• WHAT TO WORK ON: Transcribe, exactly and in full, every line from the one including "Prove it: the ceiling air" to the end of the listing.

::::::::

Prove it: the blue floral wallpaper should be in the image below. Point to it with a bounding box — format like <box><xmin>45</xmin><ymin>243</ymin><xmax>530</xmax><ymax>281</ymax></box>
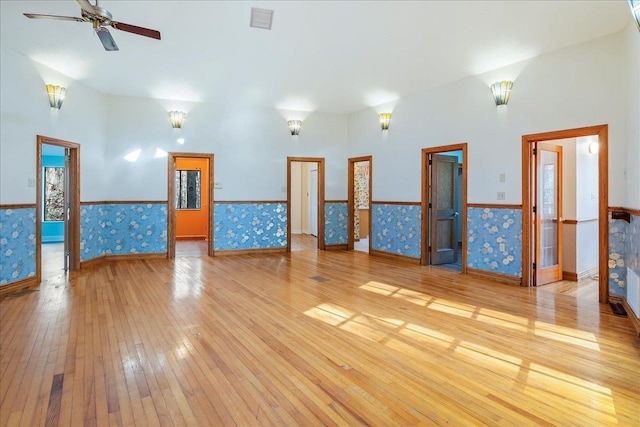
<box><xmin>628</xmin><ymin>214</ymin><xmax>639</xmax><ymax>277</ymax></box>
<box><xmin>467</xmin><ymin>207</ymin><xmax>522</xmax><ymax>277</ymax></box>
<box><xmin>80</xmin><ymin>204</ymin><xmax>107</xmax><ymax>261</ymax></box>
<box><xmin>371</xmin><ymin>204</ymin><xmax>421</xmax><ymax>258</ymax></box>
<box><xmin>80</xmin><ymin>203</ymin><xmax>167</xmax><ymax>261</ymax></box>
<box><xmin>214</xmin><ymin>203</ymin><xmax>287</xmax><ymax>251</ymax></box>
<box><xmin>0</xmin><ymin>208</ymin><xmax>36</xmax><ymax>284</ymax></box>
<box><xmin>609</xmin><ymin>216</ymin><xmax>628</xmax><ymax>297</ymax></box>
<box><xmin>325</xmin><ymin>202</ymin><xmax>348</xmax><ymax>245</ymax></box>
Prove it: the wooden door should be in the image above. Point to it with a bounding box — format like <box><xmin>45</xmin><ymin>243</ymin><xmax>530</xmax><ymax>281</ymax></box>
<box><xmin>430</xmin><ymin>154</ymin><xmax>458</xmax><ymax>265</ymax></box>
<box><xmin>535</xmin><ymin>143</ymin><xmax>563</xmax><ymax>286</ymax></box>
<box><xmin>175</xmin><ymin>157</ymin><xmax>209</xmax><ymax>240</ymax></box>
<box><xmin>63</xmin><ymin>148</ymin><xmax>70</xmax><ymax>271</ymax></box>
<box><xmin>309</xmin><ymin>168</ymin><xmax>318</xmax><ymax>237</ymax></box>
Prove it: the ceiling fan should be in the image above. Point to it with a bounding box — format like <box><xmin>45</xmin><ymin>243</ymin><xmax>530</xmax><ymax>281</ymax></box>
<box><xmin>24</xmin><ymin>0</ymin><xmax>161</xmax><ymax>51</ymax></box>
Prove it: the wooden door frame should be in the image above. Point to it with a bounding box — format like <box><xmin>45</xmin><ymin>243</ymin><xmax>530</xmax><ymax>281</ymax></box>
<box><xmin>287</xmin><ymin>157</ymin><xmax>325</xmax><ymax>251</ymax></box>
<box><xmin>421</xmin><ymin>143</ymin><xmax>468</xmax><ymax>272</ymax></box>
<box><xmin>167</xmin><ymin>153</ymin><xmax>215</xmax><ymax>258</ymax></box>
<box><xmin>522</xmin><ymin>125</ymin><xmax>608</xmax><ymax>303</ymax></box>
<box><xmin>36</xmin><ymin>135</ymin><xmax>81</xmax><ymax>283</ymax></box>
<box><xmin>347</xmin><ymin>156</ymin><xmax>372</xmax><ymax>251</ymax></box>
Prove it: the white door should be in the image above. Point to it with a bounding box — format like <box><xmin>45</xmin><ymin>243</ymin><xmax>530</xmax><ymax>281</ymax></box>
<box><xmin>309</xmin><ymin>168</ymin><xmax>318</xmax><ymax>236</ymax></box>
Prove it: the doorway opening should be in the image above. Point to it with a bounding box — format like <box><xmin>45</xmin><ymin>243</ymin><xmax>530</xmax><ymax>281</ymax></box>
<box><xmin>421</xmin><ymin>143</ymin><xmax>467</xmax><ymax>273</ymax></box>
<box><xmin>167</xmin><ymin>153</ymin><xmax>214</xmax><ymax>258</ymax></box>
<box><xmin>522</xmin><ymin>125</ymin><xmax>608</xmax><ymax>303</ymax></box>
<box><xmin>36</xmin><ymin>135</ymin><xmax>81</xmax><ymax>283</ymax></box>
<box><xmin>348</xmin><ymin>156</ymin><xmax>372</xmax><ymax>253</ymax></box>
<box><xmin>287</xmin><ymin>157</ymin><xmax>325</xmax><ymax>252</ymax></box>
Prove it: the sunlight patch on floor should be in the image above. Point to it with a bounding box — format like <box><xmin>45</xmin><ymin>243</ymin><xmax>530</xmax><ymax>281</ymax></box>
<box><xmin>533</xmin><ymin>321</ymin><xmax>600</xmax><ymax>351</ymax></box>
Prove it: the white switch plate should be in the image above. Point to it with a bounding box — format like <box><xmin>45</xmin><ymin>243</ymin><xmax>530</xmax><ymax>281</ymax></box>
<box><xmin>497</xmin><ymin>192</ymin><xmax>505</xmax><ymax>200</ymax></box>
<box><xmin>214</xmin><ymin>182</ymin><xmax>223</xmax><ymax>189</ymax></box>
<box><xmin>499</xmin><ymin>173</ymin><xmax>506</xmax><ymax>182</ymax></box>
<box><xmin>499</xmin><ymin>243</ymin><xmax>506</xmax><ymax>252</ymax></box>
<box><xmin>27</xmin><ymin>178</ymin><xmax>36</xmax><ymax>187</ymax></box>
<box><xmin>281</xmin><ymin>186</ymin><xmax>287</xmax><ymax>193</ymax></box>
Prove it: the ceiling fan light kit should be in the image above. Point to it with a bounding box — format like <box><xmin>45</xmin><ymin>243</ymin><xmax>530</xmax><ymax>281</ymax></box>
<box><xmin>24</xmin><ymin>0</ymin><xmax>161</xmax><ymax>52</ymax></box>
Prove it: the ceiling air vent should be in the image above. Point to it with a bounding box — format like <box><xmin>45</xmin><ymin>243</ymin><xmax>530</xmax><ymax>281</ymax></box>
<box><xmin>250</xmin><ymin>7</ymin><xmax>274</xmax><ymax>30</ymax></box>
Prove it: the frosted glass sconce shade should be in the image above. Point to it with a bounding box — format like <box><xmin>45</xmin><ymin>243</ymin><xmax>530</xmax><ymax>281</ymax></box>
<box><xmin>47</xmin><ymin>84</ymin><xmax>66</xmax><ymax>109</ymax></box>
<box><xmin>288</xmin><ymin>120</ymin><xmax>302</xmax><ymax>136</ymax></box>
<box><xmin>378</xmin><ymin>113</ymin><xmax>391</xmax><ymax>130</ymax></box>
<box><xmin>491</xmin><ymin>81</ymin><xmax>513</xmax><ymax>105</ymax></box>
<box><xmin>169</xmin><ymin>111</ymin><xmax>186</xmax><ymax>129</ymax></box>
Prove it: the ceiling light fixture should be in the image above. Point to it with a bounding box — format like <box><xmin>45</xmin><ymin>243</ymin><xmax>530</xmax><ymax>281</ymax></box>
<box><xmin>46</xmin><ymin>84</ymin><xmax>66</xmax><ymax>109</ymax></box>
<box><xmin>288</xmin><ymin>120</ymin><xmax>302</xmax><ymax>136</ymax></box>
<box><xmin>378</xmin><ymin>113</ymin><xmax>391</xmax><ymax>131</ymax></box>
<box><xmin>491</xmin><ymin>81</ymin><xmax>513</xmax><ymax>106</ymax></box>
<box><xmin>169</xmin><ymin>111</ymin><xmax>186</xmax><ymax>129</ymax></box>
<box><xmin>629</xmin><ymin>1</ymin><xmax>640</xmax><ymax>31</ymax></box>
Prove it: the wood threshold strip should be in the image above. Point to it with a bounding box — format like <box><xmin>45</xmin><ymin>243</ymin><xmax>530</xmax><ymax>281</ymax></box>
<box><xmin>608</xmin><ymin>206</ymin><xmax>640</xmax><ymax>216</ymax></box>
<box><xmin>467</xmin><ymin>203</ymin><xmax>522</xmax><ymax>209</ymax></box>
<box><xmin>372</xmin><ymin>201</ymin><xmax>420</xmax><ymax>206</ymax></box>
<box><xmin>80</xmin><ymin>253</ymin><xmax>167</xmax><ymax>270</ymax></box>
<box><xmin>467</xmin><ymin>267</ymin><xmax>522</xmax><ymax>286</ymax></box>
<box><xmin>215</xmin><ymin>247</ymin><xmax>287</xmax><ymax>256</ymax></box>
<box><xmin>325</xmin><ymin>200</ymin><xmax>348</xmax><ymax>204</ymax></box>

::::::::

• SOLUTION TO THE EXERCISE:
Prove it: the ceiling air vent should be in the image above. Point to it with a bounding box — format like <box><xmin>45</xmin><ymin>243</ymin><xmax>530</xmax><ymax>281</ymax></box>
<box><xmin>250</xmin><ymin>7</ymin><xmax>274</xmax><ymax>30</ymax></box>
Prove it: the frosted glass sconce shade should be in the image above. Point to it with a bounding box — format like <box><xmin>45</xmin><ymin>243</ymin><xmax>530</xmax><ymax>281</ymax></box>
<box><xmin>47</xmin><ymin>84</ymin><xmax>66</xmax><ymax>109</ymax></box>
<box><xmin>288</xmin><ymin>120</ymin><xmax>302</xmax><ymax>136</ymax></box>
<box><xmin>378</xmin><ymin>113</ymin><xmax>391</xmax><ymax>130</ymax></box>
<box><xmin>491</xmin><ymin>81</ymin><xmax>513</xmax><ymax>105</ymax></box>
<box><xmin>169</xmin><ymin>111</ymin><xmax>186</xmax><ymax>129</ymax></box>
Prove it: the ceiling light fixture should be in the image above. Point to it with a bounding box — format like <box><xmin>45</xmin><ymin>243</ymin><xmax>530</xmax><ymax>281</ymax></box>
<box><xmin>46</xmin><ymin>84</ymin><xmax>66</xmax><ymax>109</ymax></box>
<box><xmin>288</xmin><ymin>120</ymin><xmax>302</xmax><ymax>136</ymax></box>
<box><xmin>378</xmin><ymin>113</ymin><xmax>391</xmax><ymax>131</ymax></box>
<box><xmin>491</xmin><ymin>81</ymin><xmax>513</xmax><ymax>106</ymax></box>
<box><xmin>169</xmin><ymin>111</ymin><xmax>186</xmax><ymax>129</ymax></box>
<box><xmin>629</xmin><ymin>1</ymin><xmax>640</xmax><ymax>31</ymax></box>
Prove it: the wood threshold strip should be in the image above. Point to it with a bounding box — format like <box><xmin>45</xmin><ymin>243</ymin><xmax>530</xmax><ymax>281</ymax></box>
<box><xmin>608</xmin><ymin>206</ymin><xmax>640</xmax><ymax>216</ymax></box>
<box><xmin>467</xmin><ymin>203</ymin><xmax>522</xmax><ymax>209</ymax></box>
<box><xmin>372</xmin><ymin>201</ymin><xmax>420</xmax><ymax>206</ymax></box>
<box><xmin>80</xmin><ymin>253</ymin><xmax>167</xmax><ymax>270</ymax></box>
<box><xmin>467</xmin><ymin>267</ymin><xmax>522</xmax><ymax>286</ymax></box>
<box><xmin>215</xmin><ymin>247</ymin><xmax>287</xmax><ymax>256</ymax></box>
<box><xmin>325</xmin><ymin>200</ymin><xmax>348</xmax><ymax>204</ymax></box>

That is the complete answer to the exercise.